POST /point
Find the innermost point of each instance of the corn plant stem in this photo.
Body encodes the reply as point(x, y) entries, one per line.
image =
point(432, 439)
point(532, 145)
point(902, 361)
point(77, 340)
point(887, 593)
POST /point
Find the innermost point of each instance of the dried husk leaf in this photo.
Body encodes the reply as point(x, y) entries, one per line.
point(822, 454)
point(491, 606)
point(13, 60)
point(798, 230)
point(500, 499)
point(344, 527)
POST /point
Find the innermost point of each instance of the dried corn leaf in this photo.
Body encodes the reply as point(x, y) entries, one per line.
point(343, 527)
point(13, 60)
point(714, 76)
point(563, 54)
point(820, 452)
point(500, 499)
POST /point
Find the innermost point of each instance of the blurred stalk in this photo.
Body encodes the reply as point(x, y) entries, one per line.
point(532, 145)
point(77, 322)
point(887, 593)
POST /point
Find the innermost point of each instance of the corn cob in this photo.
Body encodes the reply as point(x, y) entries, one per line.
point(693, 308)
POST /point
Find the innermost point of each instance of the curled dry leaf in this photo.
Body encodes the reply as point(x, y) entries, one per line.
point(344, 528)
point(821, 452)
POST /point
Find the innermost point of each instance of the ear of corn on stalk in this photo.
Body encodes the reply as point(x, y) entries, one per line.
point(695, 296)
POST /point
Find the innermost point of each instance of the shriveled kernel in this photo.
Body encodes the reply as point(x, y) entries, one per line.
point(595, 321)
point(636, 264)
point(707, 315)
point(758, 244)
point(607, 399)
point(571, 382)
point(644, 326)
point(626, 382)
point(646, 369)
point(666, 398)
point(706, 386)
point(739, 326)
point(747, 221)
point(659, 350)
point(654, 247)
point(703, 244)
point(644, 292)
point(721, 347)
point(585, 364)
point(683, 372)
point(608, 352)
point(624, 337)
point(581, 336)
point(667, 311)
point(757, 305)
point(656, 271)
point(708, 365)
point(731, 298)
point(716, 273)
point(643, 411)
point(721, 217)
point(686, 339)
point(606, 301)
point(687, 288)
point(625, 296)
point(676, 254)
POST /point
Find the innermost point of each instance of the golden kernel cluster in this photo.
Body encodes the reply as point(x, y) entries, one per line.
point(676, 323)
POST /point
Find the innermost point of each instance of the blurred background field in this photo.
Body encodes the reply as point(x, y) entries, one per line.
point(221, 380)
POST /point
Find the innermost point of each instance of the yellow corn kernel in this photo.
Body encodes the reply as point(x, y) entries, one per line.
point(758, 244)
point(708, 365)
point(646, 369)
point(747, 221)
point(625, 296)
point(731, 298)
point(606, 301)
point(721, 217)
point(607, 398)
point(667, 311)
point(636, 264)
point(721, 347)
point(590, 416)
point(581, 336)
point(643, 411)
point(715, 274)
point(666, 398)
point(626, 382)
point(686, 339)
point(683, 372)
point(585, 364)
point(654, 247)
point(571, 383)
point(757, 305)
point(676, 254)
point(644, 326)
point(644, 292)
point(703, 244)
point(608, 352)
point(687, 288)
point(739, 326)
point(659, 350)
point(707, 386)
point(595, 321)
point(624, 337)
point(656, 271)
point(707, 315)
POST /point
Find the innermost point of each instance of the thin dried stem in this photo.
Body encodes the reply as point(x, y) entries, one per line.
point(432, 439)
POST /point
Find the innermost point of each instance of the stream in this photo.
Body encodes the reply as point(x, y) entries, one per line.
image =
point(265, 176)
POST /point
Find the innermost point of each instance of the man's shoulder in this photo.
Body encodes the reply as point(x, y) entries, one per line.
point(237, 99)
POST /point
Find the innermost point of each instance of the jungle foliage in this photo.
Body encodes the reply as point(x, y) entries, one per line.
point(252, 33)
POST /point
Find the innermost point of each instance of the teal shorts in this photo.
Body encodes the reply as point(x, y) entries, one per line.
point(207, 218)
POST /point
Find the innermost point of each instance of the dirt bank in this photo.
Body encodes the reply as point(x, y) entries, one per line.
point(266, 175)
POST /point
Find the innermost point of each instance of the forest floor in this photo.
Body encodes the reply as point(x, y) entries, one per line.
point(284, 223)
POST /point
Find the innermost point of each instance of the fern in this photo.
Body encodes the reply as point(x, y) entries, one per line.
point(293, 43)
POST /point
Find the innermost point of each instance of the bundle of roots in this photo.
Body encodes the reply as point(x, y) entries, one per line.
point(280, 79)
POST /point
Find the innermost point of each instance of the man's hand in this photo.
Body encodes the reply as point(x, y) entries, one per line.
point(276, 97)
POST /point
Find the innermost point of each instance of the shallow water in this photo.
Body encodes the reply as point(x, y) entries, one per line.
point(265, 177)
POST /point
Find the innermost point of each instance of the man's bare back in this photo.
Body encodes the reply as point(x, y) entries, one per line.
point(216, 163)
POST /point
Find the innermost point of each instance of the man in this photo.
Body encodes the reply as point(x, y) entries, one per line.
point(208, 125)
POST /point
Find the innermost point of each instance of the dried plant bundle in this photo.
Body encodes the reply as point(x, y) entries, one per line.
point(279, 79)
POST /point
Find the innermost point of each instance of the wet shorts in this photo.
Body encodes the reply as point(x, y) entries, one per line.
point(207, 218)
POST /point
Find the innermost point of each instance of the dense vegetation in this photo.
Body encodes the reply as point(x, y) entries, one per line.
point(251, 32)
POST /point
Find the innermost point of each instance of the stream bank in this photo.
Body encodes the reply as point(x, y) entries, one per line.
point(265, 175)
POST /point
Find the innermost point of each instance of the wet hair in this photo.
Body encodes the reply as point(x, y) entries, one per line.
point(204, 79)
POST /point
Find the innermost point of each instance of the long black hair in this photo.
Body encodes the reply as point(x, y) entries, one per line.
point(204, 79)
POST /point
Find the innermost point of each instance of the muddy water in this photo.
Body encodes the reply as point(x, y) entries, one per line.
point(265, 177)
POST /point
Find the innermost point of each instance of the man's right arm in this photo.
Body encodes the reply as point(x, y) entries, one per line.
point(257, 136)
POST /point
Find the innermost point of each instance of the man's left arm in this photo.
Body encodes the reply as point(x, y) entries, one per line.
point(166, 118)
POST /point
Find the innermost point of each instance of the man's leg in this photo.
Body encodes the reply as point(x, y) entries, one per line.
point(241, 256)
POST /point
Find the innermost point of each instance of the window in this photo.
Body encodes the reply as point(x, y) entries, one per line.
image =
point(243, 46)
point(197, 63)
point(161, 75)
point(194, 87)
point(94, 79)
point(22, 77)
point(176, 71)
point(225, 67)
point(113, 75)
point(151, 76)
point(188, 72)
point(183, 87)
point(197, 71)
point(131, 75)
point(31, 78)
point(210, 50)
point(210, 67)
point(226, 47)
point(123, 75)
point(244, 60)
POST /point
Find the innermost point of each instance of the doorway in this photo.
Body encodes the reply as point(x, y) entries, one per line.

**Requirements:** Give every line of the material again, exactly as it reads.

**Response to the task:**
POST /point
Find the innermost point of each instance of the corn plant stem in this photo.
Body encodes the reply as point(x, y) entries, one per line.
image =
point(432, 439)
point(532, 145)
point(902, 361)
point(77, 340)
point(887, 593)
POST /point
Find the innermost point of each instance of the dried husk leaf in this photo.
Body encodes the reply as point(x, y) entries, one per line.
point(822, 454)
point(491, 606)
point(13, 60)
point(798, 230)
point(500, 499)
point(344, 527)
POST /point
Find the innermost point of each instance of the dried corn leaf in this photo.
Body encodes the reply as point(x, y) entries, one per line.
point(343, 527)
point(13, 60)
point(714, 76)
point(563, 54)
point(820, 452)
point(500, 499)
POST /point
Find the innermost point of each instance of the blurred stalk in this photo.
Body encodes the reply as point(x, y) entries, one per line.
point(532, 145)
point(77, 322)
point(887, 593)
POST /point
Find the innermost point of each instance of the corn cob in this photo.
Body encodes the reply as point(x, y) entries, one per line.
point(693, 308)
POST /point
Find the innermost point of each instance of the curled dry leaf in this photo.
Body encodes the reply as point(x, y) entries, one per line.
point(344, 528)
point(821, 452)
POST /point
Find the innermost point of each instance of the ear of corn on stalk in this photo.
Body encodes the reply as point(x, y) entries, one per line.
point(695, 296)
POST /point
Find the innermost point of each instance of the shriveled kernel in this photo.
Body encodes the reply as point(x, y) entries, one per line.
point(595, 321)
point(636, 264)
point(707, 315)
point(758, 244)
point(607, 399)
point(571, 382)
point(644, 326)
point(626, 382)
point(646, 369)
point(666, 398)
point(706, 386)
point(739, 326)
point(747, 221)
point(659, 350)
point(654, 247)
point(703, 244)
point(644, 292)
point(721, 347)
point(585, 364)
point(683, 372)
point(608, 352)
point(624, 337)
point(581, 336)
point(667, 311)
point(757, 305)
point(656, 271)
point(708, 365)
point(731, 298)
point(716, 273)
point(643, 411)
point(721, 217)
point(686, 339)
point(606, 301)
point(687, 288)
point(625, 296)
point(676, 254)
POST /point
Find the innermost point of each instance of the golden kernel cluster in this photo.
Body encodes the reply as point(x, y) entries, one per line.
point(676, 323)
POST /point
Find the innermost point of each instance of the blurred background field in this photo.
Body encodes the reply as point(x, y) entries, one per line.
point(221, 380)
POST /point
Find the innermost point of each instance of the yellow corn kernel in this photo.
Body encodes the reply as point(x, y) entries, one per line.
point(758, 244)
point(708, 365)
point(646, 369)
point(747, 221)
point(625, 296)
point(731, 298)
point(606, 301)
point(721, 217)
point(607, 398)
point(667, 311)
point(636, 264)
point(721, 347)
point(590, 416)
point(581, 336)
point(643, 411)
point(715, 274)
point(666, 398)
point(626, 382)
point(686, 339)
point(683, 372)
point(585, 364)
point(654, 247)
point(571, 383)
point(757, 305)
point(676, 254)
point(644, 326)
point(644, 292)
point(703, 244)
point(608, 352)
point(687, 288)
point(739, 326)
point(659, 350)
point(707, 386)
point(595, 321)
point(624, 337)
point(656, 271)
point(707, 315)
POST /point
Find the innermost point of each instance of the thin dried stem in this photo.
Body encodes the reply as point(x, y) entries, one per line.
point(432, 439)
POST /point
Find the innermost point of each instance of the stream in this photo.
Body encodes the reply as point(x, y) entries, one per line.
image =
point(265, 176)
POST /point
Find the innermost point of each instance of the man's shoulder in this photo.
Body encodes the reply as point(x, y) entries, one per line.
point(237, 99)
POST /point
Find the innermost point of each instance of the jungle foliage in this photo.
Body encodes the reply as point(x, y) entries, one per line.
point(252, 33)
POST /point
Find the innermost point of each instance of the teal shorts in this photo.
Body encodes the reply as point(x, y) entries, one per line.
point(207, 218)
POST /point
Find the innermost point of each instance of the dirt bank in this photo.
Body encodes the reply as point(x, y) entries, one per line.
point(266, 175)
POST /point
Find the innermost point of each instance of the forest floor in this photo.
Body encodes the reply as point(x, y) entries, one per line.
point(284, 223)
POST /point
Find the innermost point of each instance of the fern in this photo.
Body encodes the reply as point(x, y) entries, one per line.
point(293, 43)
POST /point
Find the innermost point of each instance of the bundle of roots in this photo.
Body encodes the reply as point(x, y) entries, one per line.
point(280, 79)
POST /point
Find the innermost point of each instance of the man's hand in this photo.
Body encodes the reply as point(x, y) entries, one per line.
point(276, 97)
POST /point
Find the innermost point of each instance of the shallow water in this photo.
Body encodes the reply as point(x, y) entries, one per line.
point(265, 177)
POST /point
Find the innermost point of each instance of the man's bare back in this photo.
Body encodes the reply as point(x, y) entries, one per line.
point(216, 163)
POST /point
Find the innermost point of each instance of the man in this photo.
Body encodes the reply as point(x, y) entries, one per line.
point(208, 125)
POST /point
Find the innermost point of each instance of the dried plant bundle in this photo.
Body encodes the reply as point(x, y) entries, one per line.
point(279, 79)
POST /point
Find the innermost point of each instance of the wet shorts in this photo.
Body encodes the reply as point(x, y) entries, one per line.
point(207, 218)
POST /point
Find the innermost point of each instance of the dense vegetation in this photo.
Body encodes the reply as point(x, y) entries, one per line.
point(251, 32)
POST /point
Find the innermost point of each instance of the stream bank in this photo.
Body encodes the reply as point(x, y) entries, one per line.
point(265, 175)
POST /point
Find the innermost point of each instance of the wet hair in this photo.
Body encodes the reply as point(x, y) entries, one per line.
point(204, 79)
POST /point
Find the innermost point of each instance of the long black hair in this photo.
Body encodes the reply as point(x, y) entries, one per line.
point(204, 79)
POST /point
Find the innermost point of each instance of the muddy water in this photo.
Body encodes the reply as point(x, y) entries, one per line.
point(265, 177)
POST /point
Find the innermost point of each instance of the man's right arm in this photo.
Body encodes the reply as point(x, y) entries, one per line.
point(257, 136)
POST /point
Find the innermost point of each instance of the man's left arm in this photo.
Body encodes the reply as point(x, y) entries, one per line.
point(166, 118)
POST /point
Find the innermost point of each instance of the man's leg in this photo.
Body encodes the reply as point(x, y) entries, one per line.
point(241, 256)
POST /point
Find the innermost point of each instance of the window in this photo.
Body encodes the reply as point(x, y) entries, one per line.
image =
point(243, 46)
point(197, 63)
point(161, 75)
point(194, 87)
point(94, 79)
point(22, 77)
point(176, 71)
point(225, 67)
point(113, 75)
point(151, 76)
point(188, 72)
point(183, 87)
point(197, 71)
point(131, 75)
point(31, 78)
point(210, 50)
point(210, 67)
point(226, 47)
point(123, 75)
point(244, 60)
POST /point
Find the innermost point of each instance of the doorway in this photo.
Body encodes the reply as point(x, y) entries, one per line.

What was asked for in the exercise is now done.